══ PAGE EXCERPT
SharePoint Workflow Architecture – Part 2

This blog post is a contribution from Andy Li, an Escalation Engineer with the SharePoint Developer Support team.

Andy is one of the Escalation Engineer with the SharePoint Developer Support team. The series of posts on Workflows are his contribution for the community to better understand the internals of workflow runtime and how it interacts with SharePoint.

Refer previous part of this series or jump to the next and the last part of this series.

SharePoint Workflow Architecture – Part 1

SharePoint Workflow Architecture – Part 3

Workflow Event Processing Pipeline

Almost every workflow requires some sort of user interaction.  For example, your workflow may create a couple of tasks and assign them to a group of users for approval.  When the users got their tasks they will go to the site and submit their feedback and their feedback will be sent back to the workflow for further processing.  There are a lot of actions going on behind the scene after the user submits the task.  One thing we mentioned earlier is that when the user submits the task, an event receiver will respond to that and try to deliver the task changes to the workflow.  We typically refer to this process as event delivery, in workflow runtime this is called Data Exchange.  They all mean the same thing.  In this section, we’ll talk about all the macro-actions that take place during this process.

Workflow Data Exchange Service

Workflow Host processes can communicate with workflows by exchanging data through custom local communication services.  These local communication services implement user-defined interfaces that define methods and events that will be passed between the workflow and the host process.  Events are used for sending data to a workflow.  Whereas, methods are used by the workflows to send data to the host application.

The following diagram shows how a local communication service communicates with its host application.  You can read Using Local Services in Workflows for more information.

image

For example, SharePoint defined ITaskService to handle exchange task information between SharePoint and the workflow that created the tasks.  ITaskService.CreateTask is used by workflow instance to create the task item on the tasks list.  ITaskService.OnTaskChanged event is used by SharePoint (the host process) to send an “event” to the workflow instance.

A service class that implements these interfaces is required to actually accomplish the data exchange.  For example, Microsoft.SharePoint.Workflow.SPWinOeTaskServices implements the ITaskService interface.  The service class has the actual implementation for creating the task in SharePoint list as well as raising the event when the event comes back from the host process.
════
══ DATASET EXTRACT
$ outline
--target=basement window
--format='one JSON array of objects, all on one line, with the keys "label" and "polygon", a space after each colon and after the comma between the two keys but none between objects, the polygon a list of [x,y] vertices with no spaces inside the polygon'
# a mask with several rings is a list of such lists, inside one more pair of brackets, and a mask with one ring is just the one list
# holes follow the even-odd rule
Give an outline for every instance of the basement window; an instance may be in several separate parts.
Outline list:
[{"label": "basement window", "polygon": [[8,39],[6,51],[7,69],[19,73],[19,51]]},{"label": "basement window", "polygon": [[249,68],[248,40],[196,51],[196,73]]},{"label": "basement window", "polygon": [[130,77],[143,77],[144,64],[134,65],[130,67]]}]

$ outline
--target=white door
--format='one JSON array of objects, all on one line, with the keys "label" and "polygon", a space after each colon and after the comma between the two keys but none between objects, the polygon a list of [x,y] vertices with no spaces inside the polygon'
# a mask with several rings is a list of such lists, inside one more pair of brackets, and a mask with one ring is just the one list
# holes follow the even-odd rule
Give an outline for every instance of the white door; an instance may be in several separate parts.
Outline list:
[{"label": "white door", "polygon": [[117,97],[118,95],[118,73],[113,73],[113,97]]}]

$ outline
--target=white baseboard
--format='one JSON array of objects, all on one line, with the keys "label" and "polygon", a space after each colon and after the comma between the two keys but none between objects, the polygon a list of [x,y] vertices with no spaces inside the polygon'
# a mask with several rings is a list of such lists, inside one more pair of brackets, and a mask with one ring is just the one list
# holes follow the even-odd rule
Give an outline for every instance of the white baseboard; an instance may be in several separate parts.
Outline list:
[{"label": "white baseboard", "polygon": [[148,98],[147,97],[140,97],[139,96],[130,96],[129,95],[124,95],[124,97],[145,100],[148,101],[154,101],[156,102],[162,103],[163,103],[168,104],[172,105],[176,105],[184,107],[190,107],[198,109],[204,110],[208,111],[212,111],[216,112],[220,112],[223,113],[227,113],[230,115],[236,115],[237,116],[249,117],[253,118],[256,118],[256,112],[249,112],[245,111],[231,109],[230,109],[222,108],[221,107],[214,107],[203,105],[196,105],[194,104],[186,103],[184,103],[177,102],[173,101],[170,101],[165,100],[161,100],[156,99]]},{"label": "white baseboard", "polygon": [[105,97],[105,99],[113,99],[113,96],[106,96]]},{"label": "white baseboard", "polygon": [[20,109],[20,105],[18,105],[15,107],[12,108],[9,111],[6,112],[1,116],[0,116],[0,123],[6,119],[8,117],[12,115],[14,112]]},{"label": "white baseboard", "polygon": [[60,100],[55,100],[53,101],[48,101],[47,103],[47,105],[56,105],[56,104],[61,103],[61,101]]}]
════
(THE EXERCISE): Please reproduce the workflow architecture post above word for word, everything from "For example, SharePoint" down to "the workflow instance.".

(RESPONSE TO THIS EXERCISE):
For example, SharePoint defined ITaskService to handle exchange task information between SharePoint and the workflow that created the tasks.  ITaskService.CreateTask is used by workflow instance to create the task item on the tasks list.  ITaskService.OnTaskChanged event is used by SharePoint (the host process) to send an “event” to the workflow instance.